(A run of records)
++++++

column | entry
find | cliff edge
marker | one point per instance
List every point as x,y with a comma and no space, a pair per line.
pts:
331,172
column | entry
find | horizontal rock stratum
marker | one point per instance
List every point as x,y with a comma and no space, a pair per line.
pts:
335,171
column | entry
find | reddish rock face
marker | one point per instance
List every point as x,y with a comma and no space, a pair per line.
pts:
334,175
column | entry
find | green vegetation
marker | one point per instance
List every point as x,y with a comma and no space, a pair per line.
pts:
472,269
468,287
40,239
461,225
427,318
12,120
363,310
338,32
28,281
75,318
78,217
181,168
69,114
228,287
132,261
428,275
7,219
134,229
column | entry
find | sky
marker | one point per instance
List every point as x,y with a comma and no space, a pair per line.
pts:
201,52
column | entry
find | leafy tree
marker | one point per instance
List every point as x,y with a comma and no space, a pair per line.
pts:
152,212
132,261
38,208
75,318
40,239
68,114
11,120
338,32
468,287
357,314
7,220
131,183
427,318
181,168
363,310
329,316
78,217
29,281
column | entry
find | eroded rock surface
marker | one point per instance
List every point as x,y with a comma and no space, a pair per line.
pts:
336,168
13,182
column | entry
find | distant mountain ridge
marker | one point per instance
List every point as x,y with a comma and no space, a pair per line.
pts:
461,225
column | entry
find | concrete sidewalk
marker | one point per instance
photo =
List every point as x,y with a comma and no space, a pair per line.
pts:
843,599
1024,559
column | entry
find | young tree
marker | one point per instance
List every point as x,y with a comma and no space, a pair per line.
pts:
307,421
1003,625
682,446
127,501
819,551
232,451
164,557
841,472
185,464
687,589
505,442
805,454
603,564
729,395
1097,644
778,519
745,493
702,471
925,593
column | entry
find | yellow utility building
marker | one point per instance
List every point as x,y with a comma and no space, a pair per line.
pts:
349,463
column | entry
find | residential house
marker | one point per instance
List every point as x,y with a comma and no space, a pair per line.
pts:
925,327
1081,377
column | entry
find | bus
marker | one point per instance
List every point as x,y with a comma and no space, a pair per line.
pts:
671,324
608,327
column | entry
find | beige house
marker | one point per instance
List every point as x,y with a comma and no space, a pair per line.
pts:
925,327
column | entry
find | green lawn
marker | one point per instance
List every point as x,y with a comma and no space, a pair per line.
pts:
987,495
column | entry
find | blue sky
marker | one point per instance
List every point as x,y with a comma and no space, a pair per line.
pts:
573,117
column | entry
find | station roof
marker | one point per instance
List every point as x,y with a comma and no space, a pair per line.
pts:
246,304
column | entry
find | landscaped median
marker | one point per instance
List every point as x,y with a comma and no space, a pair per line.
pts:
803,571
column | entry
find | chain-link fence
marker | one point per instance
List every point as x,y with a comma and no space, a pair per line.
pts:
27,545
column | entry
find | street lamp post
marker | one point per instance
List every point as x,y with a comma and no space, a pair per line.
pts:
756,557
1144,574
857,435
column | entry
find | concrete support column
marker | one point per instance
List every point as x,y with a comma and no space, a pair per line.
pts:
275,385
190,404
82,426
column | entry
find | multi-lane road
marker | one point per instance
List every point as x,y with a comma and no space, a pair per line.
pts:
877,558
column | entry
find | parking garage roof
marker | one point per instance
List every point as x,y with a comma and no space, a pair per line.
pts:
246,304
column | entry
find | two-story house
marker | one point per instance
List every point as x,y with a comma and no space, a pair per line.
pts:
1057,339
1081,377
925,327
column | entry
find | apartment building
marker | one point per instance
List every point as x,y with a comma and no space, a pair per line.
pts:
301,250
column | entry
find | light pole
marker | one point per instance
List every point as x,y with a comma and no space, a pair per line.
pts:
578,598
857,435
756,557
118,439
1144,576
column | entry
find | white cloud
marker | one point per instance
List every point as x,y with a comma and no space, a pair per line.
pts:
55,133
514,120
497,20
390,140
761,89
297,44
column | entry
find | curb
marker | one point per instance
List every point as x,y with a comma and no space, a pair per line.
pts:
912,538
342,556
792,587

++++++

Without omitting anything, output the entries exactly.

Complete answer >>
column | entry
find | cliff edge
marker | one point per instance
List every point as x,y with a comma and no space, a pair per line.
pts:
331,172
column | entry
find | horizontal rock stratum
marker | one point per instance
List every point as x,y with a comma and no space, a pair per line.
pts:
335,171
column | entry
find | reddish rock face
marker | one point per instance
List every point as x,y with a comma and no space, a pair per line.
pts:
334,175
column | entry
find | green vegetation
marker | one point per instance
List every point as x,y with a comma and no space, a pair per line.
pts:
472,269
468,287
40,239
461,225
427,318
12,120
363,310
338,32
28,281
75,318
78,217
181,168
69,114
228,287
132,261
428,275
7,219
134,229
column | entry
find | sky
marker | one point per instance
List every point as x,y with a comma and no space, a pair per line.
pts:
201,52
column | entry
find | leafy tree
marker | one point per instance
List every point as x,y with a comma and no space, a pair per line.
pts:
152,212
132,261
38,208
75,318
40,239
68,114
11,120
338,32
468,287
357,314
7,220
131,183
427,318
181,168
363,310
329,316
78,217
29,281
column | entry
find | eroded rock surface
marker | one point per instance
List every point as x,y with a comma and no space, a pair per line.
pts:
336,168
13,182
column | entry
find | distant mountain ridge
marker | one point per instance
List every point as x,y with a comma and no space, a pair per line.
pts:
461,225
column | entry
find | concrete sidewalk
marker | one point per instance
photo =
List every point as x,y with a comma and no space, a pair per line.
pts:
843,599
1024,559
column | entry
find | young tree
marker | one point per instance
List every point as x,y with a comma and no space, a pair per line.
pts:
307,421
1003,625
682,446
127,501
819,551
232,451
164,557
841,472
185,464
687,589
505,442
805,454
603,564
729,395
1097,644
778,519
745,493
702,471
925,593
column | entry
find | yellow utility building
marker | one point per instance
List every point as x,y with a comma and no space, a pair per line.
pts:
349,463
column | entry
find | residential house
marker | one point per instance
List every point as x,y with a comma and no space, a pair per line.
pts:
925,327
1081,377
column | entry
find | bus
marker | one point per instance
List every point as x,y with a comma and no space, a pair per line.
pts:
671,324
608,327
column | entry
find | beige house
marker | one point per instance
List every point as x,y with a comma and no space, a pair per line.
pts:
925,327
column | entry
find | green lawn
marker | one point per instance
List every point as x,y with a comma and no space, a pair per line.
pts:
987,495
column | entry
find | blue sky
marker | one point per instance
List every point as x,y with a comma and no space, a pair per line.
pts:
573,117
column | entry
find | station roof
marker | one point per instance
List every point as x,y with a comma and no space, a pair per line.
pts:
246,304
column | entry
find | landscaped median
marker | one point per instance
List every point as x,y with a comma and no space, a pair per line.
pts:
803,571
column | entry
find | chain-link fence
marker | one point per instance
List every point as x,y with a comma and no space, a pair per line.
pts:
27,545
column | entry
find | street lamp post
marker | one point per instance
List every point as x,y with a comma and no space, a pair per line.
pts:
756,557
1144,574
857,435
column | entry
find | concrete support column
marker | one point per instance
List every point as x,y with a comma and no space, a pair per line.
pts:
275,385
190,404
82,426
column | entry
find | multi-lane road
marker | one point per instance
List every point as x,y with a comma and no space, a pair per line.
pts:
877,558
column | entry
find | parking garage roof
marker | one point per instance
List every point as x,y with a comma and no space, a pair per line.
pts:
246,304
column | entry
find | two-story house
marker | one point per instance
List every point as x,y with a comma and no space, a pair per line.
pts:
1057,339
1081,377
925,327
column | entry
find | apartment building
marker | one point per instance
List every point as x,y with a comma and no space, a pair per line.
pts:
301,250
column | entry
find | light pole
marker | one point per instance
List every point as x,y with a comma and no space, a pair per line.
pts:
578,598
857,435
756,557
118,439
1144,576
column | entry
find | white cloud
marker | one point per instance
List every point as x,y with a comma and no space, a pair per line.
pts:
55,133
514,120
497,20
390,140
761,89
297,44
column | entry
find | curb
marker | one point per instance
List every point as x,y with a comma and no space, a pair per line.
pts:
912,538
342,556
792,587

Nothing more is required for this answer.